> _FRAGMENTO PROPORCIONADO_:
^^^^^^^^
Doce años tenía al partir hacia la capital del país cuando se incorporó al plan especial de becas para jóvenes campesinas Ana Betancourt. Había fallecido su mamá y el refugio ideal fue la casa de su abuela. De allí partió hacia La Habana, donde su vida cambió.
“A los 15 me incorporé, a solicitud de la compañera Elena Gil –quien nos atendía–, al Movimiento Guerrilleros de la Enseñanza, a través del cual formé parte de la Brigada Roja de Vanguardia Ana Betancourt, la cual respondía a un plan emergente encaminado a formar maestros capaces de impartir varias asignaturas, como sucede en la actualidad con los Profesores Generales Integrales (PGI).
¿Se desempeñaban en las mismas condiciones que los de ahora?
–Sí, pero era más complejo; la experiencia no era la misma, ni la cultura de los alumnos estaba tan avanzada como ahora. Al tiempo que estudiábamos, trabajábamos y, en cinco años de estudio me gradué como Makarenko.
De esa etapa recuerdo que gran parte de los alumnos eran mayores que yo. Actualmente veo con orgullo que muchos de ellos optaron por carreras de Agronomía y otras especialidades técnicas y hoy son importantes investigadores y científicos.
¿Cumplían Servicio Social, no obstante haberse preparado de forma emergente?
–Sí. En 1971, al obtener mi condición de Maestra de Enseñanza Primaria, fui a trabajar al Escambray; impartía clases de preescolar a sexto grado, en Caracusey. Estuve en otros planteles. Allí me casé y tuve a mis dos hijos mayores, Irán e Irina. No era fácil enfrentar las responsabilidades de madre, trabajadora, esposa y ente que aporta desde el punto de vista social a las organizaciones, pero soy de las que considera que siempre puedo probarme un poco más.
“En 1978 regresé a La Habana, tras mi divorcio. Comencé a trabajar en secundaria básica. En segundas nupcias tuve dos hijos más y uno de ellos nació con una malformación a la que sobrevivió cuatro años.
^^^^^^^^
> _INFORMACIÓN_:
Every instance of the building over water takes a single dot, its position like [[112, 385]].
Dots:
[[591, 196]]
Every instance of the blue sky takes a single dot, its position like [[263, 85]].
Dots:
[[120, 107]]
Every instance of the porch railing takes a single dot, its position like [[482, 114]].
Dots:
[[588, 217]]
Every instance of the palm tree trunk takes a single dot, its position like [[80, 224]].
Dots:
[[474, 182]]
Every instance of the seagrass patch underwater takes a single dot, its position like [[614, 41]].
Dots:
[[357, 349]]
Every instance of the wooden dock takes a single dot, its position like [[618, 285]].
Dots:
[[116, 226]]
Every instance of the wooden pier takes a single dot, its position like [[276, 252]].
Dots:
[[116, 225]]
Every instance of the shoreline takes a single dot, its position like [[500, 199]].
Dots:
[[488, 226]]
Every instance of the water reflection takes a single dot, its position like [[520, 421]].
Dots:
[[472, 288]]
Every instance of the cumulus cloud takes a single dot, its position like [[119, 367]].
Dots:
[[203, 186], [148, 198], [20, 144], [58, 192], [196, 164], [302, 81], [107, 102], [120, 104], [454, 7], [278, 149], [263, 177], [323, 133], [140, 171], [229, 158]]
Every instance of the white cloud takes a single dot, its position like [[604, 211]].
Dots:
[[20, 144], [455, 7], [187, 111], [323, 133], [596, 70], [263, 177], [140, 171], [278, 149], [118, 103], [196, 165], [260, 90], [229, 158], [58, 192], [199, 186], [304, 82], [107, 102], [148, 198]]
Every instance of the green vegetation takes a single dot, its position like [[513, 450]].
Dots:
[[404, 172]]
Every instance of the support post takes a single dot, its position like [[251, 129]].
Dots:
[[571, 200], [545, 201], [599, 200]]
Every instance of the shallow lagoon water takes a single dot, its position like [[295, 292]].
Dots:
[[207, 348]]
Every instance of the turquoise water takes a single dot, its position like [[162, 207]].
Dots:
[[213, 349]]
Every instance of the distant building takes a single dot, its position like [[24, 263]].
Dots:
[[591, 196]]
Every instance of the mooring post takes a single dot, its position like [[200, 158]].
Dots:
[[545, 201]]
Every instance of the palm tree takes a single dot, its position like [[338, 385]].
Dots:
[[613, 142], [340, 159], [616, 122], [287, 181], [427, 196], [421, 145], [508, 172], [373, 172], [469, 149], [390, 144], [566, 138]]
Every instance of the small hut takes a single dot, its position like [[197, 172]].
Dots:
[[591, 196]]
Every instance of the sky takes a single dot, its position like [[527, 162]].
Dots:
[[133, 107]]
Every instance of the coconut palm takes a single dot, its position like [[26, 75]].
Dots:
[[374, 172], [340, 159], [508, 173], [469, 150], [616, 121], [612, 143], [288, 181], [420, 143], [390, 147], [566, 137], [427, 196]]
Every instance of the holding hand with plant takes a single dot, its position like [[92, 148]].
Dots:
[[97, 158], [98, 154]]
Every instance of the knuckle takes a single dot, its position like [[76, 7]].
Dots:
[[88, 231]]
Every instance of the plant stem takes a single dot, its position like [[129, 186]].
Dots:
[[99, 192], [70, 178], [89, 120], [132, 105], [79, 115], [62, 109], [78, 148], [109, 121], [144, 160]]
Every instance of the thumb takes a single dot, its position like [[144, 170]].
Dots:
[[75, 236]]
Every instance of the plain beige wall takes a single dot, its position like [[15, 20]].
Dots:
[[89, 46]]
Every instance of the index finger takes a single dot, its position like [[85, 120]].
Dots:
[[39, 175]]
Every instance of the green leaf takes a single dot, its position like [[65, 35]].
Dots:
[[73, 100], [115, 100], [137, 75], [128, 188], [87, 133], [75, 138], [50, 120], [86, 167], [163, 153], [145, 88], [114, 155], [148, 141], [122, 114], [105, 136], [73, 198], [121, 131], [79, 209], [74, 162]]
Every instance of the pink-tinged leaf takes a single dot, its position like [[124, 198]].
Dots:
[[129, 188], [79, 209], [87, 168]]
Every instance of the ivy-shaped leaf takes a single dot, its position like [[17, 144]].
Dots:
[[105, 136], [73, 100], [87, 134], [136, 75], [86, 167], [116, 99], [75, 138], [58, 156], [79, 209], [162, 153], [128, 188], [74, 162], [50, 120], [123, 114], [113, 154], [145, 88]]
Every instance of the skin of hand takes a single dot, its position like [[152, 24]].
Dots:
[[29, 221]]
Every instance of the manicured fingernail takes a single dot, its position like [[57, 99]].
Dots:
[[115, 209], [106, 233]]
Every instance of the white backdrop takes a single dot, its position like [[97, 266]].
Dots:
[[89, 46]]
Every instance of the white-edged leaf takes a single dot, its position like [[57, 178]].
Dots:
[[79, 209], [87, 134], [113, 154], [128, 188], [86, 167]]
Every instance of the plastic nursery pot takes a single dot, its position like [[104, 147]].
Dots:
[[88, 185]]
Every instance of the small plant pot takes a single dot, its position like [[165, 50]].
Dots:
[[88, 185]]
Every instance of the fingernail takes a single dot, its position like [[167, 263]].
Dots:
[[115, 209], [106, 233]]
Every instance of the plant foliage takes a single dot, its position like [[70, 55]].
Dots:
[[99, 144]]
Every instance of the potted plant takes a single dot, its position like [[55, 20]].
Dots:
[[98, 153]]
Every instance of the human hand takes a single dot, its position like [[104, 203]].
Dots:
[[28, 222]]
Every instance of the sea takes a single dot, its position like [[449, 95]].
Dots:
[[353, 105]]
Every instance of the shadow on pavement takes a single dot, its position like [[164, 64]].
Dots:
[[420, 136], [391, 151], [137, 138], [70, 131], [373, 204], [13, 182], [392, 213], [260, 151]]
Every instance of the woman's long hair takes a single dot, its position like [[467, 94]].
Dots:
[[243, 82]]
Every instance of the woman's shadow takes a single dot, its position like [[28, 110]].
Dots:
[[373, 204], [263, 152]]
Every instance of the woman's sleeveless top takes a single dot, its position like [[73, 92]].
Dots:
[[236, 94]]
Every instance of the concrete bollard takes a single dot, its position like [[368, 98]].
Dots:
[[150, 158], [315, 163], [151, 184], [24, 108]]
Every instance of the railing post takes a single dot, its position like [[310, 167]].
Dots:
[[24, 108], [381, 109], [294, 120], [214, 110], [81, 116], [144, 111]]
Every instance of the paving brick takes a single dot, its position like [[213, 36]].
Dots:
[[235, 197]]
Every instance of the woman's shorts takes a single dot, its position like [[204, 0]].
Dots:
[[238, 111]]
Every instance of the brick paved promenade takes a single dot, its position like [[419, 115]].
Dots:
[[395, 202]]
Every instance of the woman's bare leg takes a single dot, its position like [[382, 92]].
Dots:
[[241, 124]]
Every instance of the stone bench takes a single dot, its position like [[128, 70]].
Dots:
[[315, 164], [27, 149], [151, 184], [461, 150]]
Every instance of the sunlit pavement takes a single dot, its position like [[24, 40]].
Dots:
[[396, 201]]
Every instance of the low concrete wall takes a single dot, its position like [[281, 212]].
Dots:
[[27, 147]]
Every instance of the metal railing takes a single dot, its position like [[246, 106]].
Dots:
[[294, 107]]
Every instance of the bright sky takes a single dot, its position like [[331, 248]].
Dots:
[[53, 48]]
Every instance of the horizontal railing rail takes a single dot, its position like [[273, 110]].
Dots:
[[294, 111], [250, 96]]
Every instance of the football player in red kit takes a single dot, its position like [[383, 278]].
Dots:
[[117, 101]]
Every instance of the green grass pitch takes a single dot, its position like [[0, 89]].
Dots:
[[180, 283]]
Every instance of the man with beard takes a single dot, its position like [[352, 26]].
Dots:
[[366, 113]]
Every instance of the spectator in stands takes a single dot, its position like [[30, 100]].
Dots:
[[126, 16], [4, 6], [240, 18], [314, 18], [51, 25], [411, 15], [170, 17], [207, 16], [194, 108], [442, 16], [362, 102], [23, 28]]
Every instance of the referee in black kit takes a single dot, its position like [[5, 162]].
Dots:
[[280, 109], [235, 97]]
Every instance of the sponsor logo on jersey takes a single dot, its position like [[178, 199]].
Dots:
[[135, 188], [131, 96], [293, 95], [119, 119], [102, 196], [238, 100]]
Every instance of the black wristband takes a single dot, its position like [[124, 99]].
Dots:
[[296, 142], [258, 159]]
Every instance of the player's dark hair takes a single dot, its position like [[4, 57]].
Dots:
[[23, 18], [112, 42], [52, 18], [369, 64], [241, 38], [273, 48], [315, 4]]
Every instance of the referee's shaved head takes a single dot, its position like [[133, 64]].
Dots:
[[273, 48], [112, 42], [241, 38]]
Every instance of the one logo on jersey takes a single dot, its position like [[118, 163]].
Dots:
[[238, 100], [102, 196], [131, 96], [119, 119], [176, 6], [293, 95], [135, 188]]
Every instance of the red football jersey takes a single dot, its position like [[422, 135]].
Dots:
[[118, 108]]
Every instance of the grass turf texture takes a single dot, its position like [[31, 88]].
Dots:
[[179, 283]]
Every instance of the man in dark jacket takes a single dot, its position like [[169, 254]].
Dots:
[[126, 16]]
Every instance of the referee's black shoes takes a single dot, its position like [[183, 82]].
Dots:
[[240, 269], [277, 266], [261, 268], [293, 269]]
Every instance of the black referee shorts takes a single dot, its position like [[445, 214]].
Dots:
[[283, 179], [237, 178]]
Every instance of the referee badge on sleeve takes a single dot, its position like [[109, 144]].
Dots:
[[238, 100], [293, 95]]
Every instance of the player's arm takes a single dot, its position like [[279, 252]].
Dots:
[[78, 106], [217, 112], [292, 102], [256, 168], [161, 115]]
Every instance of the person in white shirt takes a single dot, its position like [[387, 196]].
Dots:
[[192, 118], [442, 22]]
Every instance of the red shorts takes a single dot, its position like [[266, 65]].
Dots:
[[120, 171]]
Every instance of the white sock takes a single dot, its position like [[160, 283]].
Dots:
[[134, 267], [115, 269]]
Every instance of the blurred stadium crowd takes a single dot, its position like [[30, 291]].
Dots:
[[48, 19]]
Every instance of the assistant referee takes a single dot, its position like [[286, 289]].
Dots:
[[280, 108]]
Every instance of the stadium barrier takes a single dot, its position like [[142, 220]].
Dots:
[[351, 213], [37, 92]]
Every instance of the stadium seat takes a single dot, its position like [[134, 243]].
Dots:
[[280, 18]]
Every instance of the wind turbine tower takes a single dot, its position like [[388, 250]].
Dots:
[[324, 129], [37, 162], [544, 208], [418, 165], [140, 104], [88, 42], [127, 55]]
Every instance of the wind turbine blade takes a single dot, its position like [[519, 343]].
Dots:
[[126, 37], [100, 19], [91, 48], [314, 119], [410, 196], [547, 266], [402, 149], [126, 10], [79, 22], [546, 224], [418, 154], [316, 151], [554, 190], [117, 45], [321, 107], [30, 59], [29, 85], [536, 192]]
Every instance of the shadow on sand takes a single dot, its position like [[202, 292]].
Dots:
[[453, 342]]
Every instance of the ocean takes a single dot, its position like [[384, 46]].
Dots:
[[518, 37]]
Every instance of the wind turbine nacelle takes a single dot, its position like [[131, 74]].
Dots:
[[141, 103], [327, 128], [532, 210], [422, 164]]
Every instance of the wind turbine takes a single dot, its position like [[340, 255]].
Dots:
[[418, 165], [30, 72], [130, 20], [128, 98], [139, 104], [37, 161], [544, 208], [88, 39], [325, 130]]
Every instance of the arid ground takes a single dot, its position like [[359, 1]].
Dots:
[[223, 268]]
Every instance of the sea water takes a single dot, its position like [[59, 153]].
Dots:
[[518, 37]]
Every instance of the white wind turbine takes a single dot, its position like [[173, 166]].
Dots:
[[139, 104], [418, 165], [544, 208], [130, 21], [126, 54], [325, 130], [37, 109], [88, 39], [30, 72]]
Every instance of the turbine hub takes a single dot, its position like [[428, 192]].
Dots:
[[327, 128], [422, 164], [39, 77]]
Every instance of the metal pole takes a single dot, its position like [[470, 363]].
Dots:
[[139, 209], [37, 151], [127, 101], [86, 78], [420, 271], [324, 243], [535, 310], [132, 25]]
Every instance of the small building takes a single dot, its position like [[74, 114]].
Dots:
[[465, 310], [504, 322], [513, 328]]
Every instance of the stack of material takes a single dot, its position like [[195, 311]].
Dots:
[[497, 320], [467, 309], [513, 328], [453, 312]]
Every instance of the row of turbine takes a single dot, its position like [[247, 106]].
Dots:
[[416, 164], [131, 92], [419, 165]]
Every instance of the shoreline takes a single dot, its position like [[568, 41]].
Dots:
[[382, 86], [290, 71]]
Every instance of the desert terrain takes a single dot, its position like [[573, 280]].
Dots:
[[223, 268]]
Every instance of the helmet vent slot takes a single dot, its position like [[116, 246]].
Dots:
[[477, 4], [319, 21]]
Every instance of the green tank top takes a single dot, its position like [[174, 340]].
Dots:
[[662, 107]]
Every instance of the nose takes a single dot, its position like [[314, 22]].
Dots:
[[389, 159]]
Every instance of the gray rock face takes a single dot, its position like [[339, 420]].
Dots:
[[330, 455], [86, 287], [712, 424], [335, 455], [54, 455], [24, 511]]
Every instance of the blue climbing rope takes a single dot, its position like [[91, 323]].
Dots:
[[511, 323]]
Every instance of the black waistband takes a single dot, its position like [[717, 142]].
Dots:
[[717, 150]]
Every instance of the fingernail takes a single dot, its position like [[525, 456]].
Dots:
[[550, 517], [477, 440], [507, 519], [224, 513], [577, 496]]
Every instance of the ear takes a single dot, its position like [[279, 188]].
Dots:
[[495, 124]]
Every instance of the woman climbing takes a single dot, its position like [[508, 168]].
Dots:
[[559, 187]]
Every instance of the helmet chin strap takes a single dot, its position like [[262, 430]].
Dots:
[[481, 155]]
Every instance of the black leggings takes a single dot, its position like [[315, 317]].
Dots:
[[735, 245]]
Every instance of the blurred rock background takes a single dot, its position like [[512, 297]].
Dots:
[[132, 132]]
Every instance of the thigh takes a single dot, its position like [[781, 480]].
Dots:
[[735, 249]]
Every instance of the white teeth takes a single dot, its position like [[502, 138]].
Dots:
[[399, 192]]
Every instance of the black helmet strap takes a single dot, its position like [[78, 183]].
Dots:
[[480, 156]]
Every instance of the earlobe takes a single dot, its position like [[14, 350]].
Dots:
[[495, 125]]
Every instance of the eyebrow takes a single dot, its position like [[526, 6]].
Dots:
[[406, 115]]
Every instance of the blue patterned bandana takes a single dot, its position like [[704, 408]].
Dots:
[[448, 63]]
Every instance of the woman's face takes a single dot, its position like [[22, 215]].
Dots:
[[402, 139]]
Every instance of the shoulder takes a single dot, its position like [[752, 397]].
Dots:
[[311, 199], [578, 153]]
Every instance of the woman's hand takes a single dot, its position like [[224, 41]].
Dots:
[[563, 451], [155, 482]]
^^^^^^^^
> _TAREA POR REALIZAR_:
Transcribe sin cambios el pasaje del fragmento que va desde "De esa etapa" hasta "de forma emergente?", ambos incluidos. Los registros no tienen relación con lo que se pide aquí.

> _RESPUESTA_:
De esa etapa recuerdo que gran parte de los alumnos eran mayores que yo. Actualmente veo con orgullo que muchos de ellos optaron por carreras de Agronomía y otras especialidades técnicas y hoy son importantes investigadores y científicos.
¿Cumplían Servicio Social, no obstante haberse preparado de forma emergente?